- [Prompt 1] Rewrite the stretch of the article on the power of words from "When we’re teaching" through "with your kids.", changing "kids" to "children".
- [Prompt 2]
Answer these questions on the article on the power of words.
(a) What did Alex say in the car?
(b) According to the article, what is the difference between disciplining and teaching?
(c) What does the article say is vital to children's development yet never taught in schools?
- [Prompt 3] Sum up the article on the power of words in two sentences.

- [Reading text]

# # # #

The Power of Words

Written by Christy Whitman August 4, 2013
Conversation together

Words have the power to elicit feelings of good within ourselves and others, and they also have the power to create feelings of sadness. Just as negative self-talk causes you to feel worse, verbal negativity aimed towards others will cause them to feel worse. This is vitally important for our kids to understand. It’s also important for them to understand how powerful words really are.

As parents, we are also teachers, and there are always teachable moments to share with our kids about what is acceptable, loving, etc.

One day we were driving in the car and Alex said out of the blue, “Mommy, you are not as pretty as the princesses.” That was a moment for me to either let my inner wounded child come out, or stay in my adult self and teach my child that words have power.

“Alex, that hurt Mommy’s feelings. What you say affects people. Words have power. They have the power to hurt or the power to make someone feel good. When you say something nice, others feel good. When you say something mean or negative, others feel bad.”

When we’re teaching our kids, it’s important to not just say, “Don’t do this or don’t say that.” We need to tell our kids the reasons behind our thinking. We need to tell them the “why.”

Telling them “why” helps them understand and it teaches them. Without telling them the “why” behind what we are saying, it just won’t make sense to them, and they’ll respond in a totally different way. But when you give them the “why,” they can connect the dots and you’ll truly have taught them something. The difference between disciplining and teaching is the discussion of “why.”

Okay, I know we’re moving along quickly here, and there’s a lot to take in. We’ve got one more building block to discuss, and then we’ll get to the fun stuff on how to implement this knowledge with your kids.

The next thing we need to discuss that is vital to our children’s development—and that is never taught in schools—is understanding and having control of our emotions. Most of us never really learn how to “feel and release” emotions (especially the negative ones). Failing to acknowledge and express our emotions only encourages them to fester until they eventually manifest through any number of symptoms, both physical and psychological.

# # # #

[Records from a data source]
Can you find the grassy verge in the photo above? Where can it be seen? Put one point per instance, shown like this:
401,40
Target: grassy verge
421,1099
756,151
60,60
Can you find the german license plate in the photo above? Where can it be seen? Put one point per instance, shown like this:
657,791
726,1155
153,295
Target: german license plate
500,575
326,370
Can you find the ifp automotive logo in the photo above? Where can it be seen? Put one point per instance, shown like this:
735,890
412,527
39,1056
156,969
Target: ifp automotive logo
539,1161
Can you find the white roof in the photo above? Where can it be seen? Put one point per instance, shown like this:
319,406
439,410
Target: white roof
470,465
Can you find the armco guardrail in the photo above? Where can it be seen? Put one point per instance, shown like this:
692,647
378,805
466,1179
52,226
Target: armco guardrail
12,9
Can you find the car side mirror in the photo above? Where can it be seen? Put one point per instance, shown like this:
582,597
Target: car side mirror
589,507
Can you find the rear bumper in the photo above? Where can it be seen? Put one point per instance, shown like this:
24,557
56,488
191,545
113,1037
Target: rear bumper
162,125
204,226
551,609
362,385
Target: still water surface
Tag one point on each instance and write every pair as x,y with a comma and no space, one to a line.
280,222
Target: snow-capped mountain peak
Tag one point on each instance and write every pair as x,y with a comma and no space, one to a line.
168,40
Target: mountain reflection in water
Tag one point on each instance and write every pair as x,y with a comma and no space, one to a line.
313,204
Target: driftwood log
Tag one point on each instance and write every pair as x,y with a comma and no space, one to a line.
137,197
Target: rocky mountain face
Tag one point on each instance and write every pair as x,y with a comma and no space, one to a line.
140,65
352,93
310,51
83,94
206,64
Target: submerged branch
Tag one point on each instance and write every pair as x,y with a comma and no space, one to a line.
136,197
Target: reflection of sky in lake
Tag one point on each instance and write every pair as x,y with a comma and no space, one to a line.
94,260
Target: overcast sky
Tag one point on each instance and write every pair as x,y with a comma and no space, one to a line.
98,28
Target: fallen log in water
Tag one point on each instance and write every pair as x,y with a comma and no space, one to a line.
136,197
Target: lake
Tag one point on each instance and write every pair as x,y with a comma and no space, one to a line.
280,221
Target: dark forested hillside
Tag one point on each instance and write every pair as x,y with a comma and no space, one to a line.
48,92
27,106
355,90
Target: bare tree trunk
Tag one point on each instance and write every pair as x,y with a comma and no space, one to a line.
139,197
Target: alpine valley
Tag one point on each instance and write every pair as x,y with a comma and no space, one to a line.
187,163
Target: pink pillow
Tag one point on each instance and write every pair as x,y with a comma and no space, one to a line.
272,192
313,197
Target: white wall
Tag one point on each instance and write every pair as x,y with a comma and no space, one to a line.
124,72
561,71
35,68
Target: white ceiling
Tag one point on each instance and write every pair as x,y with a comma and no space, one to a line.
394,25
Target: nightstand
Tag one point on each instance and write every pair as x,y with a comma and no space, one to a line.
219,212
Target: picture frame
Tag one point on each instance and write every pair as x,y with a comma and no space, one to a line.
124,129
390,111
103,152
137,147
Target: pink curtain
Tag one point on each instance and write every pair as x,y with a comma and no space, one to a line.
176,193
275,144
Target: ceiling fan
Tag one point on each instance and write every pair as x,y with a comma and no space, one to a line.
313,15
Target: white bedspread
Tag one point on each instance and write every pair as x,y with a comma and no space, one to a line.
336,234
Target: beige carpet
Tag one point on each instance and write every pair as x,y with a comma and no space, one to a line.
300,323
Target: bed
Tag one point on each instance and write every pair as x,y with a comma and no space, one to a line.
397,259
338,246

# # # #

- [Final answer 1]
When we’re teaching our children, it’s important to not just say, “Don’t do this or don’t say that.” We need to tell our children the reasons behind our thinking. We need to tell them the “why.”

Telling them “why” helps them understand and it teaches them. Without telling them the “why” behind what we are saying, it just won’t make sense to them, and they’ll respond in a totally different way. But when you give them the “why,” they can connect the dots and you’ll truly have taught them something. The difference between disciplining and teaching is the discussion of “why.”

Okay, I know we’re moving along quickly here, and there’s a lot to take in. We’ve got one more building block to discuss, and then we’ll get to the fun stuff on how to implement this knowledge with your children.

- [Final answer 2]
(a) "Mommy, you are not as pretty as the princesses."
(b) The discussion of "why."
(c) Understanding and having control of our emotions.

- [Final answer 3] Words can make people feel good or bad, and children need to learn how powerful words are, as when Alex was told that a remark about Mommy's looks hurt her feelings. When teaching children, parents should explain the "why" behind what they say, and children also need to learn to understand and control their emotions.